*GIVEN EXERCISE*
Copy out the material below word for word, from the first line to the last. Leave the picture out of your copy.
::: RECORDS FOR THIS TASK :::
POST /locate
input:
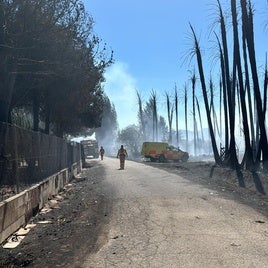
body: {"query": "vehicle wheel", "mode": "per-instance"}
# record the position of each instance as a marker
(185, 158)
(152, 159)
(162, 158)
:::
*FULL OUTPUT*
POST /locate
input:
body: {"query": "vehicle wheel", "mode": "per-instance"}
# record the position of each instance as a marker
(185, 158)
(152, 159)
(162, 158)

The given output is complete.